» **题目要求**
将介绍希帕图片社的课文中从“1997 年8 月30”起、到“我们只是做了分内的工作而已。”为止(含这一处)的文字原样录出。

» **阅读课文**
--------

导读:创建于1969年的希帕图片社曾与12000名摄影师有过合作,培养了无数摄影大师。40年来,这些摄影师深入到世界各地记录那些影响历史进程的重大事件,践行新闻摄影师的理想,展现人类世界真实的一面。
《四十年新闻摄影:希帕时代》选取其中80位赴汤蹈火甚至献出生命的摄影师,他们职业生涯中110幅定义历史的新闻摄影作品,并请他们讲述标志其职业生涯的一幅图片和创造了大事件的小故事。重现那个如今已结束的“黄金时代”,解释一群来自各行各业的业余爱好者们如何一度使巴黎成为新闻摄影之都。
1997年8月30日戴安娜“我最畅销的图片”
▲周六晚上,多迪·阿尔-法耶和戴安娜抵达丽兹酒店门口。1997年8月30日,摄于法国。
1997 年8 月30 日,周六下午。戈尔申打电话到我家,因为戴安娜到了巴黎。我根本不想去那里,因为我的摩托车坏了。但是他一再坚持,并给我派了一名摩托车司机。我们
跟着戴安娜和多迪·阿尔- 法耶(Dodi al-Fayed)到了丽兹酒店。在酒店前面,摄影师们摆好镜头等着这对情侣的到来。奇怪的是,他们迟迟不从那辆梅赛德斯车上下来。我
靠近那辆车,隔着车窗拍了三四张照片。我永远不会再见到他们了。这张照片是我的职业生涯中最畅销的,卖出了上百份,如今依旧如此。清晨,我到了图片社。戈尔申告诉
我:“我相信对于那些在警局的摄影师来说,会相当难熬!”当警察想询问我时,他只跟我说道:“不要怕,说实话。你不必自责。”在接下来几天也一样,当贾森·弗雷泽
(Jason Fraser)与BBC《全景》(Panorama)新闻节目组一起从伦敦赶过来时,我的同事仍被拘留着,戈尔申坚持要我接受采访,并让人们了解摄影师的观点。虽然情况微妙,因为希帕继续在卖这些照片。戈尔申在该事件中的立场是非同一般的,专业且冷静,在他看来,那天我们只是做了分内的工作而已。

--------

指代表达定位数据:
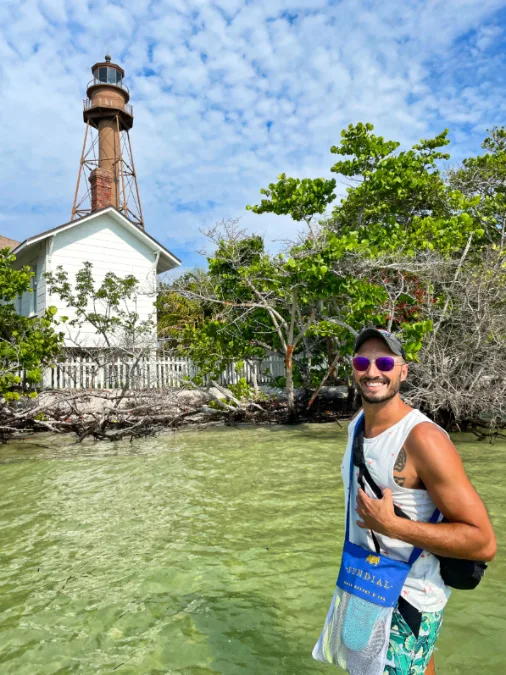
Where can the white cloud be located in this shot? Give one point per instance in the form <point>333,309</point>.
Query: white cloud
<point>229,93</point>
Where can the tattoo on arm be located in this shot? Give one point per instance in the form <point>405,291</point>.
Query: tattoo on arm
<point>400,462</point>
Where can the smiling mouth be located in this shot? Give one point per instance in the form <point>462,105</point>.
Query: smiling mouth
<point>374,386</point>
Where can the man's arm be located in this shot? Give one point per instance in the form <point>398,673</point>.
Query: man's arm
<point>469,533</point>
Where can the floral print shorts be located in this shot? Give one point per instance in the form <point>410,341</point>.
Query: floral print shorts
<point>408,655</point>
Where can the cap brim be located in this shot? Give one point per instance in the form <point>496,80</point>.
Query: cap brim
<point>392,344</point>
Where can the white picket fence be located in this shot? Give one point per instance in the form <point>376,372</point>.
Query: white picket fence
<point>80,372</point>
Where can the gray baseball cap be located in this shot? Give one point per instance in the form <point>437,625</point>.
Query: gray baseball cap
<point>392,341</point>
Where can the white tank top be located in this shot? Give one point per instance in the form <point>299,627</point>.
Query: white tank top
<point>424,587</point>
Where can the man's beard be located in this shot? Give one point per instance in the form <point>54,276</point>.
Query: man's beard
<point>387,393</point>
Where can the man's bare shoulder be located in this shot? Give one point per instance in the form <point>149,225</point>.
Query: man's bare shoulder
<point>428,441</point>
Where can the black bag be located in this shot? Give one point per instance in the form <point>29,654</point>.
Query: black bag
<point>455,572</point>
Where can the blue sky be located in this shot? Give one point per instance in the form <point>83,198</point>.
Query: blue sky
<point>227,94</point>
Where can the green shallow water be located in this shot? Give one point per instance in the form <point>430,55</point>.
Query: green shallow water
<point>200,553</point>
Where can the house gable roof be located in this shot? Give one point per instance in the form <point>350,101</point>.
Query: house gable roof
<point>5,242</point>
<point>166,259</point>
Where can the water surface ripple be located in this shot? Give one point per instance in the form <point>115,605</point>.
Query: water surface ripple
<point>199,553</point>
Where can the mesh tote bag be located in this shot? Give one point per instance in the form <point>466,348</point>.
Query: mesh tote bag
<point>356,633</point>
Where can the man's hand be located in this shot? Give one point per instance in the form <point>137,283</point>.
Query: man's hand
<point>376,514</point>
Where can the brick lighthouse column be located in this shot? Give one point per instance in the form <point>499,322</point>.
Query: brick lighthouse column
<point>101,183</point>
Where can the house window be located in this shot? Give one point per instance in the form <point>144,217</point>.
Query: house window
<point>34,289</point>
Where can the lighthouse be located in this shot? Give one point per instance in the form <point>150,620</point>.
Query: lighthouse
<point>106,171</point>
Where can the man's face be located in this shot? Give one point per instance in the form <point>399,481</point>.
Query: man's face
<point>376,386</point>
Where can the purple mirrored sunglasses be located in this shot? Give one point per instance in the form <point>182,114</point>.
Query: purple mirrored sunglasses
<point>383,363</point>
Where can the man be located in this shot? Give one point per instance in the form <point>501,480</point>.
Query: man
<point>417,466</point>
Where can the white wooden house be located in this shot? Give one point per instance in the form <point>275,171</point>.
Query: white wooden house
<point>108,240</point>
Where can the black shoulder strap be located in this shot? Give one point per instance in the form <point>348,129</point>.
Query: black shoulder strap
<point>363,471</point>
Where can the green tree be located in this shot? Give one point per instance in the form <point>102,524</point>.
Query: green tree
<point>27,344</point>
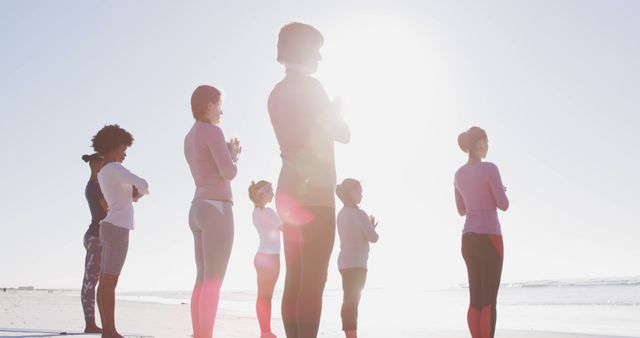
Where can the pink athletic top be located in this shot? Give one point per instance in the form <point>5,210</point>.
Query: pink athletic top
<point>210,162</point>
<point>479,193</point>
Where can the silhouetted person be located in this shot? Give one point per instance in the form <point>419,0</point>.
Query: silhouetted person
<point>212,162</point>
<point>306,125</point>
<point>356,230</point>
<point>120,188</point>
<point>93,257</point>
<point>267,259</point>
<point>479,193</point>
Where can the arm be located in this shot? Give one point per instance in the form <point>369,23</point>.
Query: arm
<point>330,114</point>
<point>220,152</point>
<point>127,177</point>
<point>275,220</point>
<point>367,228</point>
<point>462,209</point>
<point>102,201</point>
<point>498,189</point>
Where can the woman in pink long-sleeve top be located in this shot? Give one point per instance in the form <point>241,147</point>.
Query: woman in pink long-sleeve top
<point>479,193</point>
<point>212,162</point>
<point>306,125</point>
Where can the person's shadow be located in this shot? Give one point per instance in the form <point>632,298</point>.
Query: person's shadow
<point>30,333</point>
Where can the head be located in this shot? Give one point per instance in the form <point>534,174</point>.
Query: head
<point>94,160</point>
<point>206,104</point>
<point>111,142</point>
<point>474,142</point>
<point>260,193</point>
<point>349,192</point>
<point>299,45</point>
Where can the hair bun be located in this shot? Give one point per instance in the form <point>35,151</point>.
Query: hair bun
<point>463,141</point>
<point>467,140</point>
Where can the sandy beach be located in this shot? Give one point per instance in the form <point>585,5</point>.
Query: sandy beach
<point>47,314</point>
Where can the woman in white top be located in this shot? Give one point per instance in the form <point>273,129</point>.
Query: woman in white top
<point>120,188</point>
<point>267,259</point>
<point>355,229</point>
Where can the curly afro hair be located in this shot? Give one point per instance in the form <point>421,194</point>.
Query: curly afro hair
<point>109,138</point>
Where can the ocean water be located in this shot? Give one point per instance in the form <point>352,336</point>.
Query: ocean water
<point>589,306</point>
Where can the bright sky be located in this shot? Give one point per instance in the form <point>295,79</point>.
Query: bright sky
<point>554,83</point>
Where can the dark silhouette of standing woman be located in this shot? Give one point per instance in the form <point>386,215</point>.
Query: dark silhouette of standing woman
<point>479,193</point>
<point>306,124</point>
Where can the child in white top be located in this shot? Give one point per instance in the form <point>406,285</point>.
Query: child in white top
<point>356,230</point>
<point>120,188</point>
<point>267,259</point>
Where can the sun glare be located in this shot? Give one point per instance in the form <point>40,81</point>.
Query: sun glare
<point>392,77</point>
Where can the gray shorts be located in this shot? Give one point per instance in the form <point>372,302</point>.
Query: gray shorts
<point>115,243</point>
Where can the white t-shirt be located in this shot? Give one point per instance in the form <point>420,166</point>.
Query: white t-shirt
<point>355,231</point>
<point>117,185</point>
<point>268,225</point>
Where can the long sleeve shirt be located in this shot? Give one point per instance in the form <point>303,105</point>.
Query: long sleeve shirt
<point>267,224</point>
<point>306,127</point>
<point>117,185</point>
<point>479,192</point>
<point>356,232</point>
<point>212,168</point>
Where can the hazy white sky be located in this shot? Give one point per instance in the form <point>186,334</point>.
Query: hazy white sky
<point>554,83</point>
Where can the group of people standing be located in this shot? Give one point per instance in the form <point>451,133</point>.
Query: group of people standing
<point>306,124</point>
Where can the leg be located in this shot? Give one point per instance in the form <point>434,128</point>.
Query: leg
<point>217,240</point>
<point>106,297</point>
<point>318,237</point>
<point>292,243</point>
<point>195,295</point>
<point>491,265</point>
<point>267,270</point>
<point>115,244</point>
<point>90,280</point>
<point>472,261</point>
<point>353,281</point>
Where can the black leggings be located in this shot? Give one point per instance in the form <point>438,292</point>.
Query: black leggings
<point>483,255</point>
<point>307,249</point>
<point>352,284</point>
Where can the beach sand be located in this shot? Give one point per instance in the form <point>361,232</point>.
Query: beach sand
<point>46,314</point>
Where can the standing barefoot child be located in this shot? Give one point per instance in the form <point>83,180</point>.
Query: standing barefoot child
<point>355,229</point>
<point>479,194</point>
<point>267,260</point>
<point>120,188</point>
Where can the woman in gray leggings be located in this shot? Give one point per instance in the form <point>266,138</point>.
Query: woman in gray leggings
<point>212,162</point>
<point>92,260</point>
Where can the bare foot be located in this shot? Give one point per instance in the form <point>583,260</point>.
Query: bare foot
<point>92,329</point>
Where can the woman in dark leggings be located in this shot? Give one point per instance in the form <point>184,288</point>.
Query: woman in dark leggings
<point>306,125</point>
<point>92,266</point>
<point>479,193</point>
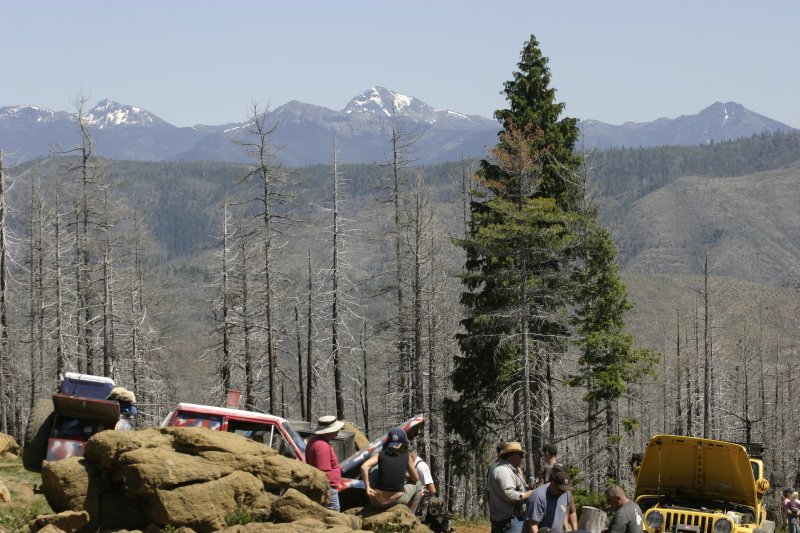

--------

» **参考答案**
1997 年8 月30 日,周六下午。戈尔申打电话到我家,因为戴安娜到了巴黎。我根本不想去那里,因为我的摩托车坏了。但是他一再坚持,并给我派了一名摩托车司机。我们
跟着戴安娜和多迪·阿尔- 法耶(Dodi al-Fayed)到了丽兹酒店。在酒店前面,摄影师们摆好镜头等着这对情侣的到来。奇怪的是,他们迟迟不从那辆梅赛德斯车上下来。我
靠近那辆车,隔着车窗拍了三四张照片。我永远不会再见到他们了。这张照片是我的职业生涯中最畅销的,卖出了上百份,如今依旧如此。清晨,我到了图片社。戈尔申告诉
我:“我相信对于那些在警局的摄影师来说,会相当难熬!”当警察想询问我时,他只跟我说道:“不要怕,说实话。你不必自责。”在接下来几天也一样,当贾森·弗雷泽
(Jason Fraser)与BBC《全景》(Panorama)新闻节目组一起从伦敦赶过来时,我的同事仍被拘留着,戈尔申坚持要我接受采访,并让人们了解摄影师的观点。虽然情况微妙,因为希帕继续在卖这些照片。戈尔申在该事件中的立场是非同一般的,专业且冷静,在他看来,那天我们只是做了分内的工作而已。